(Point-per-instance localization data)
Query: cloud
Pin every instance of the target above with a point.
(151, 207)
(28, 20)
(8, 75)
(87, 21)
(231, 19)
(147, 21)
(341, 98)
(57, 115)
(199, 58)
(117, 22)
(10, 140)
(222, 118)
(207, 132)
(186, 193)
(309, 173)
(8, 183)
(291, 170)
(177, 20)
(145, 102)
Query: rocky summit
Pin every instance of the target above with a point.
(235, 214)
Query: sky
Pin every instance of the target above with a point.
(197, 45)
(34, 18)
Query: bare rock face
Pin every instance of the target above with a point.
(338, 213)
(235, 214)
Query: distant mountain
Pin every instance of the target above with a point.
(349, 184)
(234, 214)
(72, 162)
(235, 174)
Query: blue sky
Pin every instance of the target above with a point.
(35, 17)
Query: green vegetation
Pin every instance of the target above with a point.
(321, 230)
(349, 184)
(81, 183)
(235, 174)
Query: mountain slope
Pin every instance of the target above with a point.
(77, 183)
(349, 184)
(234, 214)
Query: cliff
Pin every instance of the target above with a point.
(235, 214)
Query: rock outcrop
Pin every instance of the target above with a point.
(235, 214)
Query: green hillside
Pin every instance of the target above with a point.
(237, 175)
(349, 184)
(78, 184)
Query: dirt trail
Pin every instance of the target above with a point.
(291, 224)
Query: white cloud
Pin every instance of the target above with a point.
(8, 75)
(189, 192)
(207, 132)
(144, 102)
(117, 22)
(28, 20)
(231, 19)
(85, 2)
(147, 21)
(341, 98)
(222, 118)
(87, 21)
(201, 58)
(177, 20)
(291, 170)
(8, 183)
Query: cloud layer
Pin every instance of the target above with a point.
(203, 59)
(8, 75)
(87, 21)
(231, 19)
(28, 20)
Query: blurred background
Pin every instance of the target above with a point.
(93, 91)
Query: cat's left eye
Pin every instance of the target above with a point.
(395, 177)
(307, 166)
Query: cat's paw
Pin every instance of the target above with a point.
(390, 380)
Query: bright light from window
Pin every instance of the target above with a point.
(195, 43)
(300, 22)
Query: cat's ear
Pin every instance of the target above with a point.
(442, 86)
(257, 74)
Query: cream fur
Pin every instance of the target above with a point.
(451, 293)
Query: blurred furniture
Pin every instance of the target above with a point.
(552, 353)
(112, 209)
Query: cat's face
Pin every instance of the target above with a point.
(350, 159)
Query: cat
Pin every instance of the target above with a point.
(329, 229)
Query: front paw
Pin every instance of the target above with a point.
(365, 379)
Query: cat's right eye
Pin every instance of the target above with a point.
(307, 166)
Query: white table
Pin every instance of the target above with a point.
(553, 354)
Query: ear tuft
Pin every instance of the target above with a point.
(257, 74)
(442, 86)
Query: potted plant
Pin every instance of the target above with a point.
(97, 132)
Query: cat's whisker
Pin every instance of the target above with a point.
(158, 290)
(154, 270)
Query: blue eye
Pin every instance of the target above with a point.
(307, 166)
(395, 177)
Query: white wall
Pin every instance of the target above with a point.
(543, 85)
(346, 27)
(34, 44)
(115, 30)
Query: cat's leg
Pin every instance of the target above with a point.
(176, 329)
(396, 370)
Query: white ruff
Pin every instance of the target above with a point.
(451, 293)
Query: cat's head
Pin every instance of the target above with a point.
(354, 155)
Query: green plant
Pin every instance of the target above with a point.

=== AIM OF THE TASK ===
Only exact copies of the lines from the one containing "Query: white wall" to the end of the records belong in the answer.

=== FINISHED EXERCISE ===
Query: white wall
Pin every instance of the target above with a point.
(543, 85)
(346, 27)
(34, 44)
(115, 30)
Query: cat's leg
Pin every instance of the target above with a point.
(176, 329)
(396, 370)
Query: white ruff
Pin every instance of the target above with a point.
(451, 293)
Query: cat's head
Pin every instance of the target above with a point.
(354, 155)
Query: green plant
Pin every instance of the target above with a point.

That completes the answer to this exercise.